_Problem details_:
Could you please write out each line of the records exactly, minus the pictures?
================
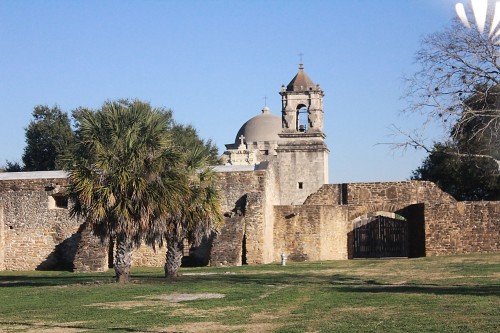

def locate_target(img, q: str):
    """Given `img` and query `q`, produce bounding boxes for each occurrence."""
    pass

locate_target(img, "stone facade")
[210,164,280,266]
[0,172,81,270]
[0,172,166,271]
[272,181,499,261]
[0,65,498,272]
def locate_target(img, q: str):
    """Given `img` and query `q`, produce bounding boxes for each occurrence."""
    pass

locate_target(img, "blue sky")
[0,0,459,183]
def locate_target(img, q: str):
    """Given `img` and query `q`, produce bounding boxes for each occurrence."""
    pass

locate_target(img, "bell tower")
[280,63,324,133]
[276,63,329,204]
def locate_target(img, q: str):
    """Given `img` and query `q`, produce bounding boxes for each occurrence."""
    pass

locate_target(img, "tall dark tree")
[22,105,75,171]
[396,16,500,200]
[68,100,184,283]
[411,94,499,201]
[412,142,499,201]
[1,161,22,172]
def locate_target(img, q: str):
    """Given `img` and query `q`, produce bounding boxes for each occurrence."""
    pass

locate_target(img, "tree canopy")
[67,99,223,282]
[412,142,499,201]
[405,18,500,201]
[68,100,185,283]
[22,105,75,171]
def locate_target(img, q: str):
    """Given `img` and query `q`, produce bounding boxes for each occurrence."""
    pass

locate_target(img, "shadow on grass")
[332,284,500,297]
[0,321,170,333]
[170,272,500,297]
[1,269,499,298]
[0,274,115,288]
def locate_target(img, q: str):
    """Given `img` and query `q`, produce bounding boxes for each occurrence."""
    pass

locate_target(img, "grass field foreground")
[0,253,499,333]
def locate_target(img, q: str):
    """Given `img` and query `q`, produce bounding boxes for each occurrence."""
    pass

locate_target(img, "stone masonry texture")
[0,175,498,271]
================
_Written answer_:
def locate_target(img, q: str):
    """Given `img` and query `q`, produce bounding boxes for each occurrence."""
    pass

locate_target(img, "stone facade")
[210,164,280,266]
[0,172,81,270]
[0,172,166,271]
[272,181,499,261]
[0,65,498,272]
def locate_target(img, q: str):
    """Given `img` and query `q`, produce bounding boxes for each occurrence."""
    pass

locate_target(img, "blue sky")
[0,0,459,183]
def locate_target(img, q: str):
    """Given `img` and query `q`, produce bounding boxes for each occurrence."""
    pass

locate_target(img, "bell tower")
[280,63,324,133]
[276,63,329,204]
def locate_target(img, q: str):
    """Given `img` and query `q`, produce bounding boxes for each occurrence."""
    pass

locate_target(img, "tall dark tree")
[22,105,75,171]
[396,16,500,200]
[68,100,184,283]
[411,94,499,201]
[412,142,499,201]
[1,161,22,172]
def locate_target(img, q: str):
    """Given `img` and query `q`, produce bounding boxes for each occurrence."""
    pass

locate_target(img, "tree canopy")
[67,99,223,282]
[412,142,499,201]
[405,18,500,201]
[68,100,185,283]
[22,105,75,171]
def locate_target(img, q: str):
    """Given `img` and query `q`, produce bounding boxes for each occurrence."""
    pass

locate_target(img, "shadow on grass")
[332,284,500,297]
[0,321,170,333]
[170,272,500,297]
[1,269,499,298]
[0,274,115,288]
def locate_target(img, q: str):
    """Given `img` and query `q`, produce bounding boxes for each occurrence."""
    pass

locate_target(img, "grass field foreground")
[0,253,499,333]
def locate_target(img, q: str):
    """Given `img` and query `q`, produce bounding boxes for each occurrence."""
    pass

locate_target(img, "stone masonry texture")
[0,175,498,271]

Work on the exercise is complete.